:: PASSAGE ::
= = = = =

Miss Austen Regrets (2007) Movie — A Review

From the desk of Laurel Ann Nattress:

What do we know about Jane Austen’s love life? Very little. The information that survives is found in her personal letters and from family recollections. Apart from the one proposal by Harris Bigg-Wither, no other known romances or love affairs were documented. For someone who wrote so perceptively about love and romance, it stands to reason that she must have experienced a grand passion herself. This is an intriguing notion to fans, writers, and filmmakers. In Miss Austen Regrets screenwriter Gwyneth Hughes (Vanity Fair) bravely portrays the latter years of the famous literary figure as she reflects upon her romantic encounters, and life choices.  

A Spurned Offer of Marriage

The story opens with Miss Austen’s favorite theme, marriage. However, this is not a scene in one of her novels, but the reality of her own life. In 1802 Jane (Olivia Williams) hastily accepts a marriage proposal from wealthy Harris Bigg-Wither (Samuel Roukin). After an uneasy night of reflection with her sister Cassandra (Greta Scacchi), she breaks the engagement and quickly departs for home. If she had married Mr. Bigg-Wither it would have meant financial security for her and her family. Jane stands behind her principles to only marry for love even though the consequences of her actions are not welcomed by her parents, or by society. Her departing statement to herself, “Dear God let me never regret this day.” This lament will echo throughout the film.

Agony Aunt Jane

Thirteen years later, maiden Aunt Jane is advising her niece Fanny Austen Knight (Imogen Poots), daughter of her elder brother Edward Austen Knight, on courtship and marriage. Fanny has a possible suitor in mind, a young and pious John Plumtre (Tom Hiddleston). She wants her aunt’s advice. Here we are presented with the resounding question that Austen’s remarkable heroines face: should one only marry for love? Jane thinks so and firmly warns her niece:

Fanny, do anything but marry without affection.”

= = = = =

:: DATA RECORDS ::
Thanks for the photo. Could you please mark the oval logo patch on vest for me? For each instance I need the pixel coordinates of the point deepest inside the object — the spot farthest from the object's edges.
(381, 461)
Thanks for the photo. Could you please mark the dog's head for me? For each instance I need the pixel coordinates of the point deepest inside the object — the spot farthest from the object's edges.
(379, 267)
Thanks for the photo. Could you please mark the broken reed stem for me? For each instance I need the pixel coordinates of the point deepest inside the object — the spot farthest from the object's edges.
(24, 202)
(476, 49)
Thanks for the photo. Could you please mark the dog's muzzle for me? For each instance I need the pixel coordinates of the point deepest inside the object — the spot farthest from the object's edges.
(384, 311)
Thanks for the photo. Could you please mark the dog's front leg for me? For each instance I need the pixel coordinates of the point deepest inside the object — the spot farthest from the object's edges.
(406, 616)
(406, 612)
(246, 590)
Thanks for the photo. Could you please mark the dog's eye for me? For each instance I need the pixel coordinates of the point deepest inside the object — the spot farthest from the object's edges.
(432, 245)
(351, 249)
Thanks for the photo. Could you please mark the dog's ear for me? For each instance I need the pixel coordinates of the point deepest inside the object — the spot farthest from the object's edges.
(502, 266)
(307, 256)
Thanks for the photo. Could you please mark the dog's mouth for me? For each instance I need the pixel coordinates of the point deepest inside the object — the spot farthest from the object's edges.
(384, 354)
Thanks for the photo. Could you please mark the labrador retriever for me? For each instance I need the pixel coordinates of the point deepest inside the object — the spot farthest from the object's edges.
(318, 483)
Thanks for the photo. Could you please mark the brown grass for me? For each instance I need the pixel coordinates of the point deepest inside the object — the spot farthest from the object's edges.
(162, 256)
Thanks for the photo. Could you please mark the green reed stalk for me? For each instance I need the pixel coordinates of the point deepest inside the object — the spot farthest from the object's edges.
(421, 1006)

= = = = =

:: TASKS ::
1 – From the review, reproduce the text starting at "Miss Austen Regrets (2007)" and ending at "and life choices.".
2 – According to the review, why does it stand to reason that Jane Austen experienced a grand passion herself?
3 – In the review, which actor plays Jane's sister Cassandra?

:: OUTPUTS BY TASK ::
1 –
Miss Austen Regrets (2007) Movie — A Review

From the desk of Laurel Ann Nattress:

What do we know about Jane Austen’s love life? Very little. The information that survives is found in her personal letters and from family recollections. Apart from the one proposal by Harris Bigg-Wither, no other known romances or love affairs were documented. For someone who wrote so perceptively about love and romance, it stands to reason that she must have experienced a grand passion herself. This is an intriguing notion to fans, writers, and filmmakers. In Miss Austen Regrets screenwriter Gwyneth Hughes (Vanity Fair) bravely portrays the latter years of the famous literary figure as she reflects upon her romantic encounters, and life choices.

2 – She wrote so perceptively about love and romance, so the review reasons that she must have experienced a grand passion herself.

3 – Greta Scacchi.